Start of Data in this exercise

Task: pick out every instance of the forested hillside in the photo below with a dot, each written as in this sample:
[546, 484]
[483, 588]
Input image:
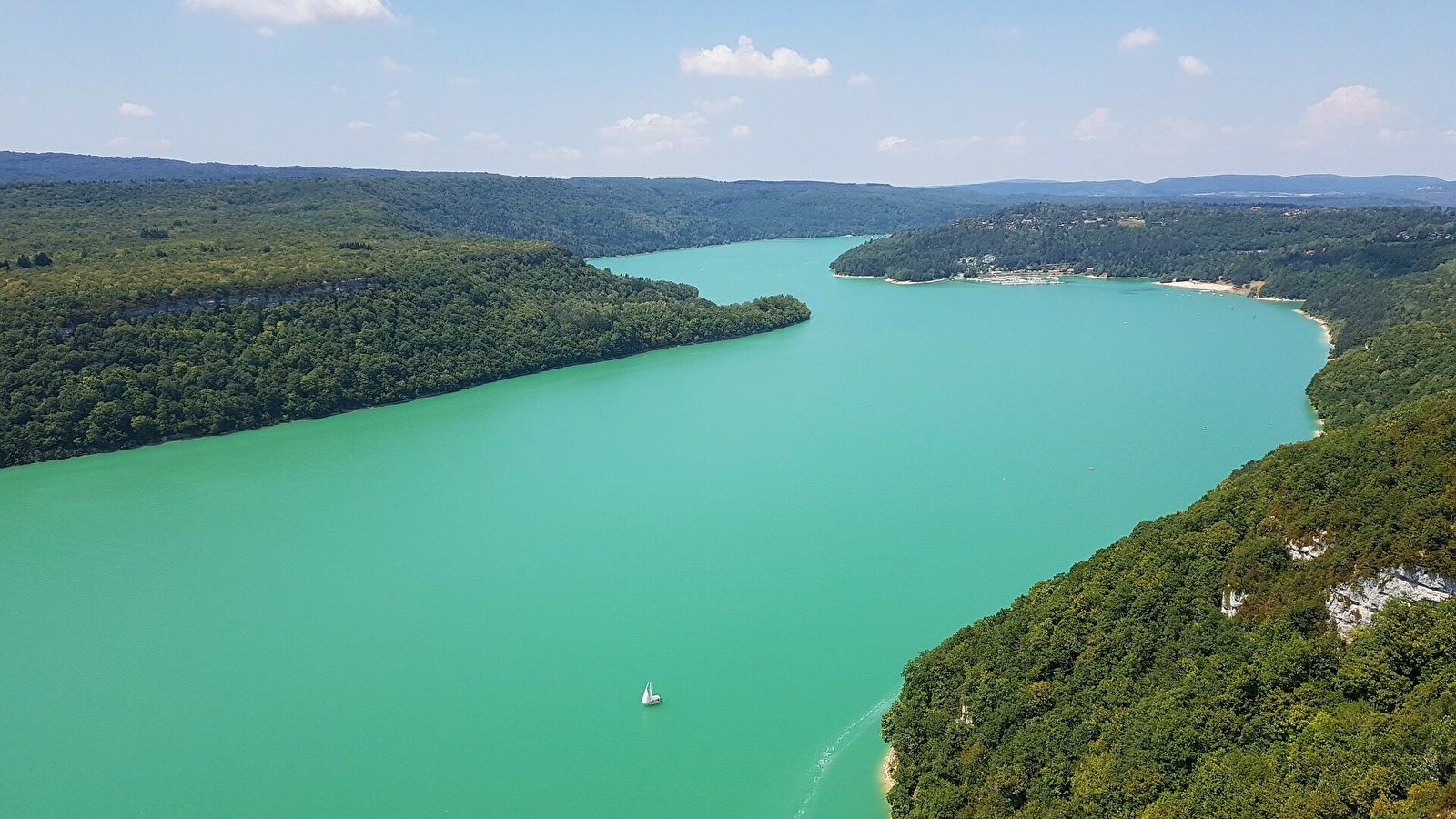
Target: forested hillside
[136, 314]
[1193, 669]
[1363, 268]
[1120, 690]
[594, 217]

End of Data in this exercise

The reply should hold every record, unchanged, and no pictures.

| Task output |
Task: pick out every instance of the forested hillside in the photo below with a dot, each written as in this sample:
[546, 484]
[483, 588]
Input image:
Target: forested hillside
[136, 314]
[1193, 669]
[1363, 268]
[1120, 690]
[594, 217]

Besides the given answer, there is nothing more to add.